== TASK STATEMENT ==
Turn the lines below into a numbered list, skipping blank lines and leaving out the pictures.

== EXTRACTED RECORDS ==
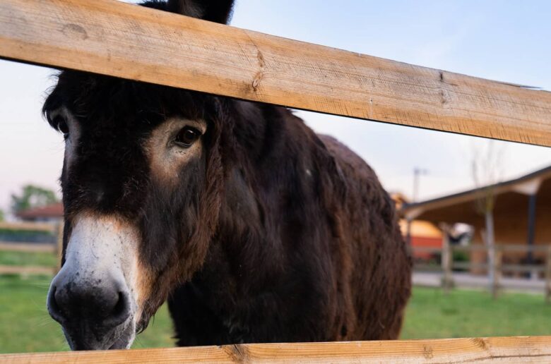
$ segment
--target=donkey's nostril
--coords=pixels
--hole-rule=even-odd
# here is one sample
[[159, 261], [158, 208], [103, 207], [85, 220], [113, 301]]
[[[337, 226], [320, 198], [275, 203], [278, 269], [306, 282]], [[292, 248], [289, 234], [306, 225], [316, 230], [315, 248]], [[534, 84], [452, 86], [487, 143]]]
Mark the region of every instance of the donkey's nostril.
[[48, 296], [50, 315], [62, 324], [85, 320], [109, 329], [122, 324], [131, 315], [130, 295], [117, 281], [106, 281], [102, 286], [70, 279], [57, 282]]
[[129, 295], [124, 292], [119, 292], [118, 301], [115, 304], [111, 314], [105, 319], [106, 325], [117, 326], [130, 316], [130, 300]]
[[52, 317], [54, 320], [55, 320], [58, 322], [61, 322], [63, 320], [64, 317], [63, 317], [63, 313], [61, 313], [61, 310], [59, 308], [59, 305], [57, 304], [57, 301], [56, 301], [57, 291], [57, 287], [54, 286], [52, 287], [52, 290], [48, 294], [48, 298], [47, 298], [48, 312], [49, 313], [49, 315], [52, 316]]

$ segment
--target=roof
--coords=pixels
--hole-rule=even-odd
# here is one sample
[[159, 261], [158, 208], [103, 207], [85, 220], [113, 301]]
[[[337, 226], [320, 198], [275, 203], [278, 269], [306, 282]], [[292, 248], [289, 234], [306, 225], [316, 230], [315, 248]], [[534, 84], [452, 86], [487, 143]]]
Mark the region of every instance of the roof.
[[56, 202], [41, 207], [35, 207], [18, 212], [20, 219], [37, 219], [44, 217], [63, 217], [63, 204]]
[[[400, 230], [402, 235], [405, 236], [408, 233], [408, 222], [405, 219], [400, 220]], [[417, 238], [442, 238], [442, 231], [436, 225], [429, 222], [416, 220], [410, 225], [410, 234], [412, 237]]]
[[524, 200], [533, 194], [537, 193], [538, 200], [551, 201], [551, 166], [499, 183], [427, 201], [405, 203], [401, 212], [412, 219], [469, 223], [477, 218], [473, 214], [476, 203], [488, 193], [495, 197], [502, 208], [509, 211], [515, 206], [526, 206]]

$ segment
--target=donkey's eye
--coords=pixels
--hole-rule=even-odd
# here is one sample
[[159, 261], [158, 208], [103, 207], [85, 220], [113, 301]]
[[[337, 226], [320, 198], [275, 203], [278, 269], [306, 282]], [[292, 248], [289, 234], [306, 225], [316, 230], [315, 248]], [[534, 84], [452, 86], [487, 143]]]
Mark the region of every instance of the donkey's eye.
[[69, 126], [63, 116], [57, 116], [54, 119], [54, 125], [56, 128], [63, 133], [63, 137], [66, 139], [69, 137]]
[[183, 128], [176, 135], [174, 142], [179, 147], [189, 148], [201, 137], [201, 132], [191, 126]]

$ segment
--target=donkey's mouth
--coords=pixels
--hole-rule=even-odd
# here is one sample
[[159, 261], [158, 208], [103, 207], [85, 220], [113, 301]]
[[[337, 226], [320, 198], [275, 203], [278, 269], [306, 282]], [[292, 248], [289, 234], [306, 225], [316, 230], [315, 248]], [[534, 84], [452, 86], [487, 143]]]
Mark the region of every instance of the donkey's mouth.
[[63, 327], [71, 350], [117, 350], [129, 348], [136, 337], [133, 321], [109, 330], [83, 324], [78, 327]]

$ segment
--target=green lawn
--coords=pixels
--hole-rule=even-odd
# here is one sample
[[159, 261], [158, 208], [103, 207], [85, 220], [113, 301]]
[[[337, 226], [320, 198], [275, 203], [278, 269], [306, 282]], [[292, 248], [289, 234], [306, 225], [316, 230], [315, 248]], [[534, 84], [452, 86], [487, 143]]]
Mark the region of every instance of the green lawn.
[[57, 257], [51, 253], [0, 252], [0, 265], [55, 267]]
[[[68, 348], [59, 326], [46, 311], [50, 277], [0, 276], [0, 353]], [[163, 306], [134, 348], [172, 346], [171, 322]], [[415, 288], [403, 339], [551, 334], [551, 306], [540, 295]]]

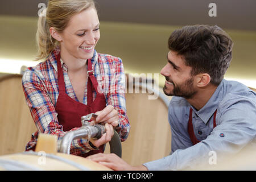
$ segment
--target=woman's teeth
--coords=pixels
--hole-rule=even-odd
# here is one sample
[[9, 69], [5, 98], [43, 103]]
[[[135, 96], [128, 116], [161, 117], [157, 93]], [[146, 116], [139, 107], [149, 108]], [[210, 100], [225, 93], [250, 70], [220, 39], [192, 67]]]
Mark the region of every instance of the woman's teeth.
[[80, 46], [80, 48], [82, 49], [90, 50], [90, 49], [92, 49], [92, 47], [82, 47], [82, 46]]

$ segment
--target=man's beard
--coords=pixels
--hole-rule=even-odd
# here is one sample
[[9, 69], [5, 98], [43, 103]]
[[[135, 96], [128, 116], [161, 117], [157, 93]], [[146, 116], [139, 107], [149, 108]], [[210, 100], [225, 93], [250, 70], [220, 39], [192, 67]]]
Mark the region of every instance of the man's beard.
[[[166, 79], [167, 81], [168, 81], [168, 77], [166, 77]], [[172, 93], [168, 92], [167, 87], [164, 85], [163, 90], [164, 93], [168, 96], [179, 96], [188, 99], [192, 98], [196, 93], [196, 91], [195, 90], [193, 87], [193, 77], [190, 79], [188, 79], [186, 81], [182, 84], [181, 85], [177, 85], [175, 84], [173, 82], [172, 82], [174, 85], [174, 89]]]

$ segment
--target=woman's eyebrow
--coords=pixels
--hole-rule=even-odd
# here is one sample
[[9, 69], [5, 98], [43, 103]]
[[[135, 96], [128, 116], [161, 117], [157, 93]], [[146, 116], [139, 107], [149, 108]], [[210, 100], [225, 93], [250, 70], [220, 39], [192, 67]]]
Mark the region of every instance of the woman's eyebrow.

== SOLUTION FOR THIS PROBLEM ==
1. $ segment
2. --target=donkey's nostril
3. --coords=pixels
4. --hole-rule=even-odd
5. # here is one sample
6. [[159, 261], [158, 208], [103, 207], [85, 220], [113, 301]]
7. [[[337, 226], [320, 198], [275, 203], [278, 269], [306, 282]], [[292, 248], [289, 234], [306, 225], [316, 230], [315, 248]], [[534, 84], [452, 86], [487, 143]]]
8. Mark the region of every instance of the donkey's nostril.
9. [[48, 296], [50, 315], [62, 324], [85, 320], [109, 329], [122, 324], [131, 315], [130, 295], [117, 281], [106, 281], [102, 286], [70, 279], [57, 282]]
10. [[129, 295], [124, 292], [119, 292], [118, 301], [115, 304], [111, 314], [105, 319], [106, 325], [117, 326], [130, 316], [130, 300]]
11. [[52, 317], [54, 320], [55, 320], [58, 322], [61, 322], [63, 320], [64, 317], [63, 317], [63, 313], [61, 313], [61, 310], [59, 308], [59, 305], [57, 304], [57, 301], [56, 301], [57, 291], [57, 287], [54, 286], [52, 287], [52, 290], [48, 294], [48, 298], [47, 298], [48, 312], [49, 313], [49, 315], [52, 316]]
12. $ segment
13. --target=roof
14. --coords=pixels
15. --hole-rule=even-odd
16. # here is one sample
17. [[159, 261], [158, 208], [103, 207], [85, 220], [113, 301]]
18. [[[337, 226], [320, 198], [275, 203], [278, 269], [306, 282]], [[292, 248], [289, 234], [306, 225], [316, 230], [315, 248]], [[534, 84], [452, 86], [487, 143]]]
19. Mark the region of every instance of the roof.
20. [[56, 202], [41, 207], [35, 207], [18, 212], [20, 219], [37, 219], [44, 217], [63, 217], [63, 204]]
21. [[[400, 230], [402, 235], [405, 236], [408, 233], [408, 222], [405, 219], [400, 220]], [[417, 238], [442, 238], [442, 231], [436, 225], [429, 222], [416, 220], [410, 225], [410, 234], [412, 237]]]
22. [[524, 200], [533, 194], [537, 193], [538, 200], [551, 201], [551, 166], [499, 183], [427, 201], [405, 203], [401, 212], [412, 219], [469, 223], [477, 218], [473, 214], [476, 203], [488, 193], [495, 197], [502, 208], [509, 211], [515, 206], [526, 206]]
23. $ segment
24. --target=donkey's eye
25. --coords=pixels
26. --hole-rule=even-odd
27. # here is one sample
28. [[159, 261], [158, 208], [103, 207], [85, 220], [113, 301]]
29. [[[337, 226], [320, 198], [275, 203], [278, 269], [306, 282]], [[292, 248], [289, 234], [306, 225], [316, 230], [315, 248]], [[534, 84], [452, 86], [487, 143]]]
30. Mark the region of every instance of the donkey's eye.
31. [[69, 126], [63, 116], [57, 116], [54, 119], [54, 125], [56, 128], [63, 133], [63, 137], [66, 139], [69, 137]]
32. [[183, 128], [176, 135], [174, 142], [179, 147], [189, 148], [201, 137], [201, 132], [191, 126]]
33. $ segment
34. --target=donkey's mouth
35. --coords=pixels
36. --hole-rule=even-odd
37. # here is one sample
38. [[159, 261], [158, 208], [103, 207], [85, 220], [113, 301]]
39. [[[337, 226], [320, 198], [275, 203], [278, 269], [306, 282]], [[292, 248], [289, 234], [306, 225], [316, 230], [315, 248]], [[534, 84], [452, 86], [487, 143]]]
40. Mark the region of every instance of the donkey's mouth.
41. [[63, 327], [71, 350], [117, 350], [129, 348], [136, 337], [133, 321], [109, 330], [83, 324], [78, 327]]
42. $ segment
43. --target=green lawn
44. --coords=pixels
45. --hole-rule=even-odd
46. # here is one sample
47. [[159, 261], [158, 208], [103, 207], [85, 220], [113, 301]]
48. [[[337, 226], [320, 198], [275, 203], [278, 269], [306, 282]], [[292, 248], [289, 234], [306, 225], [316, 230], [315, 248]], [[534, 84], [452, 86], [487, 143]]]
49. Mark the region of every instance of the green lawn.
50. [[57, 257], [51, 253], [0, 252], [0, 265], [55, 267]]
51. [[[68, 348], [59, 326], [46, 311], [50, 277], [0, 276], [0, 353]], [[163, 306], [134, 348], [172, 346], [171, 322]], [[415, 288], [403, 339], [551, 334], [551, 306], [540, 295]]]
52. $ segment
53. --target=woman's teeth
54. --coords=pixels
55. --hole-rule=even-odd
56. # here is one sample
57. [[9, 69], [5, 98], [43, 103]]
58. [[[135, 96], [128, 116], [161, 117], [157, 93]], [[146, 116], [139, 107], [149, 108]], [[210, 100], [225, 93], [250, 70], [220, 39], [192, 67]]]
59. Mark the region of every instance of the woman's teeth.
60. [[80, 46], [80, 48], [82, 49], [90, 50], [90, 49], [92, 49], [92, 47], [82, 47], [82, 46]]
61. $ segment
62. --target=man's beard
63. --coords=pixels
64. --hole-rule=even-odd
65. # here is one sample
66. [[9, 69], [5, 98], [43, 103]]
67. [[[135, 96], [128, 116], [161, 117], [157, 93]], [[146, 116], [139, 107], [149, 108]], [[210, 100], [225, 93], [250, 70], [220, 39], [192, 67]]]
68. Mark the region of every instance of the man's beard.
69. [[[166, 79], [167, 81], [168, 81], [168, 77], [166, 77]], [[172, 93], [168, 92], [167, 87], [164, 85], [163, 90], [164, 93], [168, 96], [179, 96], [188, 99], [192, 98], [196, 93], [196, 91], [195, 90], [193, 87], [193, 77], [190, 79], [188, 79], [186, 81], [182, 84], [181, 85], [177, 85], [175, 84], [173, 82], [172, 82], [174, 85], [174, 89]]]
70. $ segment
71. --target=woman's eyebrow
72. --coords=pixels
73. --hole-rule=even-odd
74. # here is one sample
75. [[9, 69], [5, 98], [43, 103]]
76. [[[135, 96], [128, 116], [161, 117], [157, 93]], [[146, 116], [139, 107], [149, 108]], [[210, 100], [225, 93], [250, 70], [220, 39], [192, 67]]]
77. Mark the region of every instance of the woman's eyebrow.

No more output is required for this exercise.